(Page text):
** Begin **

# Mexican Oakleaf



## Fishfarmer Randy (Sep 25, 2010)

I was really happy with what I purchased from a LFS, so when I got the plant home, I cut clones of it to grow in several tanks. The new cuttings grew leaves that were not even a tenth the size of the leaves on the plant when I purchased it in all 3 tanks, what am I doing wrong?


----------



## Nue (Dec 27, 2009)

Im not sure if I'm understanding you correctly. Are you wondering why the new leaves are smaller?


----------



## Fishfarmer Randy (Sep 25, 2010)

exactly, it had huge beautiful leaves that were over an inch long, and the new leaves are not even an 1/8th of an inch.


----------



## mistergreen (Dec 9, 2006)

Most plants will change their leaf size and even shape in different environments.

The big leaves probably grew out of the water in full sun light.


----------



## Fishfarmer Randy (Sep 25, 2010)

The plants look pretty much the same today as the day i posted this, but I recently noticed that the plants put out some contrasting red growths with several leaves, so I think it just may take longer to establish when cloning the plant.


----------



## Da Plant Man (Apr 7, 2010)

** End **

(Required task): Extract the entire Mexican Oakleaf thread word for word. The listing after this line comes from a different source than the thread.

(Supplied information):
** Begin **

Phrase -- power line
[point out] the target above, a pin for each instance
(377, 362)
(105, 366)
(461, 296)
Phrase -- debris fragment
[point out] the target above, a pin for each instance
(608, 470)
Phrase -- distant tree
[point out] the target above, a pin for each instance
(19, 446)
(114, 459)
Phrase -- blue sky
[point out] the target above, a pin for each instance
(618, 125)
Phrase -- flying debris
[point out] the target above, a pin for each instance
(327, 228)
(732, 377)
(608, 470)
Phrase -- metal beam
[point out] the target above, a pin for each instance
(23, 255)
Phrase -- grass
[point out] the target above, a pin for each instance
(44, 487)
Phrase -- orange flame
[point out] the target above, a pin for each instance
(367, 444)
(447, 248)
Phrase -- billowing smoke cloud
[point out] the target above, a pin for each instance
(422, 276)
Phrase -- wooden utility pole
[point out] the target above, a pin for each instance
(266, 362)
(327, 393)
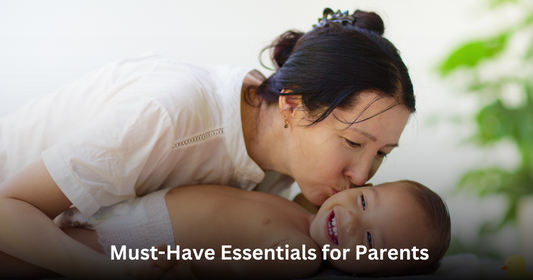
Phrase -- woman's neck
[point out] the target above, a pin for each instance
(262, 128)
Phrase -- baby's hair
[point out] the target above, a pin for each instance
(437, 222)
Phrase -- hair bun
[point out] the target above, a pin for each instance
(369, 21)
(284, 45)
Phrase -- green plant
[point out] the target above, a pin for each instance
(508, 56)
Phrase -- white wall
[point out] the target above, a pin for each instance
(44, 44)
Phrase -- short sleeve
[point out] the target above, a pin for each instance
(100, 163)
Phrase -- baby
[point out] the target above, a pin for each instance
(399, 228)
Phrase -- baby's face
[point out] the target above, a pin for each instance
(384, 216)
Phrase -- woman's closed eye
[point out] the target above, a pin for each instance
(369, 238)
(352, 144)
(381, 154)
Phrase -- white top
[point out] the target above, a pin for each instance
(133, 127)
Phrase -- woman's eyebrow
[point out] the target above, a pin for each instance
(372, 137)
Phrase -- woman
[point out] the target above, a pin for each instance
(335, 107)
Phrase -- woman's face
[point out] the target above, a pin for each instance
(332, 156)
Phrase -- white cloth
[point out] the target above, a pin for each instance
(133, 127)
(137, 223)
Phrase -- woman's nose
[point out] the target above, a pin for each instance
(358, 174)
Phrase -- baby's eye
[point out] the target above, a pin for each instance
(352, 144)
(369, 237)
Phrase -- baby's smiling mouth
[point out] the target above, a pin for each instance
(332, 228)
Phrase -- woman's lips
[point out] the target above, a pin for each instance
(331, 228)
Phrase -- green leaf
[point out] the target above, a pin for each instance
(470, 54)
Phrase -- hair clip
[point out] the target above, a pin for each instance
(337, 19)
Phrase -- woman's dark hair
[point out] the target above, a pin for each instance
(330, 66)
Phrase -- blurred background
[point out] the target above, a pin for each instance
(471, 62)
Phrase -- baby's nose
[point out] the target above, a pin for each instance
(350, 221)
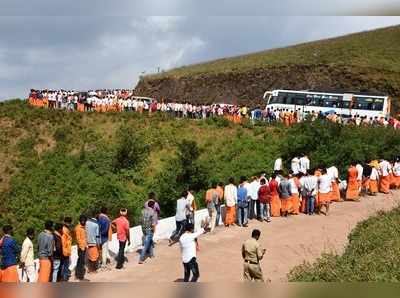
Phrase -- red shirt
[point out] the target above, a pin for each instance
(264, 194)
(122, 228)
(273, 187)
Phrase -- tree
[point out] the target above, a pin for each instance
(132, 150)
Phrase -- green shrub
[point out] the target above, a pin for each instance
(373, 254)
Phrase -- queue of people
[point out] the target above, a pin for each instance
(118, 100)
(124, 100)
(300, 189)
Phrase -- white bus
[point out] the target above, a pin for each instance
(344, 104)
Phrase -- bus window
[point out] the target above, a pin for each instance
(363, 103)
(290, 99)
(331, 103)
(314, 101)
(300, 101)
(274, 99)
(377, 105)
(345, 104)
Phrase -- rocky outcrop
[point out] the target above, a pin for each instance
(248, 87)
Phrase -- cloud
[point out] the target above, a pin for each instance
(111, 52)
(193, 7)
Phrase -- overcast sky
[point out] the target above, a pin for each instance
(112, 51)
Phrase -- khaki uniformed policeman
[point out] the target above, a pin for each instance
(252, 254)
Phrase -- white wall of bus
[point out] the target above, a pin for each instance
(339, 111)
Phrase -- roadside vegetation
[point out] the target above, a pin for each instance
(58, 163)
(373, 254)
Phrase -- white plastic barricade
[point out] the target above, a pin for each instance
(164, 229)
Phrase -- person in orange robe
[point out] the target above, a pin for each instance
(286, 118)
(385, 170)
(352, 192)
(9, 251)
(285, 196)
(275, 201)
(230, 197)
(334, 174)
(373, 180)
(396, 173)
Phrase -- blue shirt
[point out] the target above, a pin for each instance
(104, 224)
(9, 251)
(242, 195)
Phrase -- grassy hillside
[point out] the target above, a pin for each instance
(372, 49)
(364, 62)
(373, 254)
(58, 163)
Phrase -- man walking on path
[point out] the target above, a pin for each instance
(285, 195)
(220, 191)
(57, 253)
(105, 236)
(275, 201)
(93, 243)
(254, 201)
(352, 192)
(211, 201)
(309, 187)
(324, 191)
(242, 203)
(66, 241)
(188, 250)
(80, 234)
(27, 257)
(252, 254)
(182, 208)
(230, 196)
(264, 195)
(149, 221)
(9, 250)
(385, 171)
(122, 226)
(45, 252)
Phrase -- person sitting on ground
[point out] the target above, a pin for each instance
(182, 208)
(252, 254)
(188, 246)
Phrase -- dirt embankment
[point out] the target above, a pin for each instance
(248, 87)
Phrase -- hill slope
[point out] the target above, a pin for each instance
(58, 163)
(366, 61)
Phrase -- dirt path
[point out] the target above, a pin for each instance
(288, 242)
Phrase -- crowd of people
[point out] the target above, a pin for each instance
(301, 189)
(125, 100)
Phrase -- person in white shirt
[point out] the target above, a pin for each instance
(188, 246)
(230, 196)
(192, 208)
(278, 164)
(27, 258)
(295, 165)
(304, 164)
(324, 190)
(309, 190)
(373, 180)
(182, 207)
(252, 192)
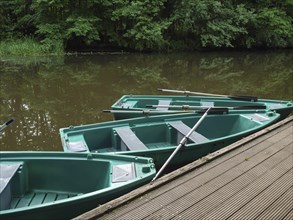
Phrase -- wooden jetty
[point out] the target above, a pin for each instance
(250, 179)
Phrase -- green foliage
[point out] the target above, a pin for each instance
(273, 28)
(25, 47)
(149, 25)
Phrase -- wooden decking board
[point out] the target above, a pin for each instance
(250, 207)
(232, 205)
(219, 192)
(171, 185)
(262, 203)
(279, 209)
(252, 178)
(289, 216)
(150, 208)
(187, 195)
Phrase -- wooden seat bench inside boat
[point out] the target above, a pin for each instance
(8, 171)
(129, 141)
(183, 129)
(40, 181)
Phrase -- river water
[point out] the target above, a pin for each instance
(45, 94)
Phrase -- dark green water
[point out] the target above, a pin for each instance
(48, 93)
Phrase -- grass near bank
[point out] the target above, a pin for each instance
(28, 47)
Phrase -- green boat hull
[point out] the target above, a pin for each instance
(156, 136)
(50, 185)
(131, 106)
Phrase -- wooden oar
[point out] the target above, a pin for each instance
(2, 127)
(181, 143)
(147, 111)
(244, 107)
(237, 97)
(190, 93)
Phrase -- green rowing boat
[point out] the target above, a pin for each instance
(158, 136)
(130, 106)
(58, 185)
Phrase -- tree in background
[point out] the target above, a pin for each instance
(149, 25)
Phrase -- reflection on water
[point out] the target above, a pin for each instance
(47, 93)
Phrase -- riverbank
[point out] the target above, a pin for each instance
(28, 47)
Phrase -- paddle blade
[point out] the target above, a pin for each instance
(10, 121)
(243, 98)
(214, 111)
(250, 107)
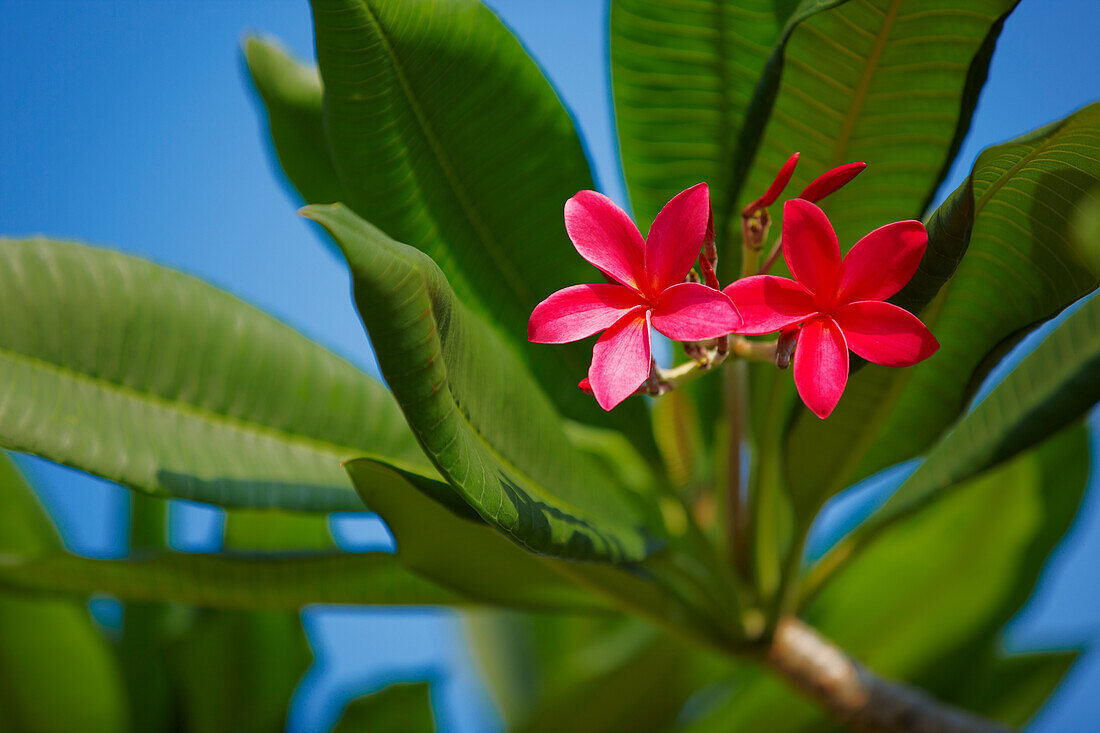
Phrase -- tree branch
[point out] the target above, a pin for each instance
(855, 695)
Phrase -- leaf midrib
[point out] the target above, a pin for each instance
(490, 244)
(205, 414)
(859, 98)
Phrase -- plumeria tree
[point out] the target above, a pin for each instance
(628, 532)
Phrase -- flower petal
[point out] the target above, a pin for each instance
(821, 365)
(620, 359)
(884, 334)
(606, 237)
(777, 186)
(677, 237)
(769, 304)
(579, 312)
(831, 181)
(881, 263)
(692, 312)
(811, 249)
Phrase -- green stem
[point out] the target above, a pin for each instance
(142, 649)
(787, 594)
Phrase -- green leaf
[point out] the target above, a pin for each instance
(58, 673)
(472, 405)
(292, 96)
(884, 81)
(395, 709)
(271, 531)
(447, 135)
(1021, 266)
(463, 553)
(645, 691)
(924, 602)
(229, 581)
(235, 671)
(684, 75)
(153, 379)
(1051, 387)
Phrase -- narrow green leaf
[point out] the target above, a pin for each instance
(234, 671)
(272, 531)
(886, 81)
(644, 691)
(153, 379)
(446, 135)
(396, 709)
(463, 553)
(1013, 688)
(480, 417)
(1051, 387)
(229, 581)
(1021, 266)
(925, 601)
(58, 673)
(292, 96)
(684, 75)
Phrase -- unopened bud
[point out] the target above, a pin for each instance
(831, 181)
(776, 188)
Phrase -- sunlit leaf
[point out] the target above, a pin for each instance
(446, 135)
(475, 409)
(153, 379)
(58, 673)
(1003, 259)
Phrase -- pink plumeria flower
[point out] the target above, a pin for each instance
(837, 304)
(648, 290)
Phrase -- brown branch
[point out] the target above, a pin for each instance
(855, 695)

** End **

(Exercise solution):
# Mexican Oakleaf



## Fishfarmer Randy (Sep 25, 2010)

I was really happy with what I purchased from a LFS, so when I got the plant home, I cut clones of it to grow in several tanks. The new cuttings grew leaves that were not even a tenth the size of the leaves on the plant when I purchased it in all 3 tanks, what am I doing wrong?


----------



## Nue (Dec 27, 2009)

Im not sure if I'm understanding you correctly. Are you wondering why the new leaves are smaller?


----------



## Fishfarmer Randy (Sep 25, 2010)

exactly, it had huge beautiful leaves that were over an inch long, and the new leaves are not even an 1/8th of an inch.


----------



## mistergreen (Dec 9, 2006)

Most plants will change their leaf size and even shape in different environments.

The big leaves probably grew out of the water in full sun light.


----------



## Fishfarmer Randy (Sep 25, 2010)

The plants look pretty much the same today as the day i posted this, but I recently noticed that the plants put out some contrasting red growths with several leaves, so I think it just may take longer to establish when cloning the plant.


----------



## Da Plant Man (Apr 7, 2010)